At first I thought, “oh my gosh here we go…” but then I really just felt bad for her. And once they asked me if I was scared to travel, I really felt bad. It’s not so funny once you realize that someone lives their life with fear due to a lack of knowledge. And I’m not saying I know everything, I’m just a little more aware of the world around me…

The two weeks working in Puerto Rico wrapped up quickly, as I knew they would. It felt like a nice stop in between leaving South America and going home to the states — not too mention it’s a beautiful archipelago.

There’s Something About Deserts, Man…

I enjoyed traveling by myself again and thought about that while sitting on the bus heading north having no idea what my next week will look like. I do enjoy company for long 18hr bus rides but it was good to have time alone. Why people recommended La Serena to me, I’m not sure…A friend I made from Austria put it best, “if you’ve been to other beaches in your life, they were probably better than this one.” I don’t even have photos of the beach because I didn’t feel comfortable taking my camera out and I felt that the image of dead gutted birds on the shore, mixed with trash, and heavy clouds wouldn’t be something I needed to remember. This is important to note because I came to this city for the beaches (supposedly). Let me back track to my first day in La Serena.

After a very long bus ride, I arrived at the terminal and judging the town very quickly, I made the decision to do the 10 minute walk to my hostel in the evening. Always feeling more vulnerable with my bags on me, it was a fast walk but felt good after being on the bus all day. Once I found the hostel, I was stranded outside with the sign that read “reception closes at 4pm.” This is when I met Felix, a kind man from Germany who not only let me in but helped me distinguish my bed for the night and gave me a little tour of the hostel. 

I instantly was reminded once again how kind people are and how you’ll often find a friend while traveling alone. I ended up spending my next few days with him and the Austrian I mentioned above, Raphael. I loved the trio we made: always laughing and having good conversations about the world. They were some of the kindest people I met while traveling and when they left La Serena, my heart sunk again for a bit. 

The funny thing though is that it’s also a small world here in the north of Chile. We all had reservations at the same hostel in San Pedro de Atacama, I was just a day behind them. 

Before I jump to the desert, something I found interesting — from the perspective of a woman — was comparing my day in La Serena where I walked around with Felix to my day alone there. Felix and I walked around town and markets and to the beach. The next day, I was bored in the town and decided to repeat that route because I enjoyed it, however I was alone this time. I walked to the same place we bought fried bread and sat by myself to enjoy it, and was approached by a flirtatious male. I then walked through the market looking for gifts and was asked out by a male vendor. I then walked to buy a smoothie at the same stand and was flirted with by the blender man. It’s funny how different your experience is as a woman by yourself.

Extracted records:
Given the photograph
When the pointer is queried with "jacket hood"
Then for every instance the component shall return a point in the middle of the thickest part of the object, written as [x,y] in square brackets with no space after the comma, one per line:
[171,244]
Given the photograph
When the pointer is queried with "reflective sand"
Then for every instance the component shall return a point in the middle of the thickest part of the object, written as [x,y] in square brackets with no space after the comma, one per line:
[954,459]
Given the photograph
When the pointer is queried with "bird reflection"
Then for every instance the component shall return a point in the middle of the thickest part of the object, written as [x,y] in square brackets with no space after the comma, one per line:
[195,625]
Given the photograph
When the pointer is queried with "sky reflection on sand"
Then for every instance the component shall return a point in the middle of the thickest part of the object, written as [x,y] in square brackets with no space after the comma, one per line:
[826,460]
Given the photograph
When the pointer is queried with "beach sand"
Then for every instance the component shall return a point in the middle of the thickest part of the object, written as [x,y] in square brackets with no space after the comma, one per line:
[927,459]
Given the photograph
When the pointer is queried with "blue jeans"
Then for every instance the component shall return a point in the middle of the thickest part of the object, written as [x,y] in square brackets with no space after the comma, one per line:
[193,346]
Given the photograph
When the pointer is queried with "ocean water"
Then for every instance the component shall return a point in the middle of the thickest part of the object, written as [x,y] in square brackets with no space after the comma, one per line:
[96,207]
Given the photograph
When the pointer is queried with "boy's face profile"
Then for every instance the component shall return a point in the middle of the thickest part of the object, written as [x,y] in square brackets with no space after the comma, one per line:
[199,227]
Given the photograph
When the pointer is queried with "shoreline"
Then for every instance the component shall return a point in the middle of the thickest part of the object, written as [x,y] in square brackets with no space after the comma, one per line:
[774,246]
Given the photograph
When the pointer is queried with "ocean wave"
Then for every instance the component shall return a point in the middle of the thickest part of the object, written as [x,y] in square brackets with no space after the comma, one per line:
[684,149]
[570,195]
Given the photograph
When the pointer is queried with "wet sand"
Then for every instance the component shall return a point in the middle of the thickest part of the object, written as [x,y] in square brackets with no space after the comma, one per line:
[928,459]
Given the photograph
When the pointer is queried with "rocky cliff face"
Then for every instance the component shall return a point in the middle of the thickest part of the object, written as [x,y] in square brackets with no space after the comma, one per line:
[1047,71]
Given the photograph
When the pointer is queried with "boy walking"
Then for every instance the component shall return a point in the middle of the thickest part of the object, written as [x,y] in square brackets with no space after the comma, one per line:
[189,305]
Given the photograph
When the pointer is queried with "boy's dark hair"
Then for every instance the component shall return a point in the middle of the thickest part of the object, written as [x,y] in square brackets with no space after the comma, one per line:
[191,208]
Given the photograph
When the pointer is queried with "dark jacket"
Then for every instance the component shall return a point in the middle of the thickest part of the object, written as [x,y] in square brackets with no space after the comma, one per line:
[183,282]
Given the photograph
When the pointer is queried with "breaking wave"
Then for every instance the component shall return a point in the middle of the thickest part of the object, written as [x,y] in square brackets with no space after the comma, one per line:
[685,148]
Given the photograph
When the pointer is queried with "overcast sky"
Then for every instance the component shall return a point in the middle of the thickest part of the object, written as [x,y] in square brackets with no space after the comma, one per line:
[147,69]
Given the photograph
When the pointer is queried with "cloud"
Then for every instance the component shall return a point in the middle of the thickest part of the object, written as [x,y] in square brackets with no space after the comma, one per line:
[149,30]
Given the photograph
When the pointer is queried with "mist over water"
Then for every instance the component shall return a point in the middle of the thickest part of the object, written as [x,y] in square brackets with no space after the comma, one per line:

Your tasks —
[1] According to the travel passage, what three things made up the image on the La Serena shore that the writer chose not to photograph?
[2] Find every line in the entries that contains the string "face", treating uppercase and lowercase as different.

Responses to the tasks —
[1] Dead gutted birds on the shore, trash, and heavy clouds.

[2]
When the pointer is queried with "boy's face profile"
When the pointer is queried with "rocky cliff face"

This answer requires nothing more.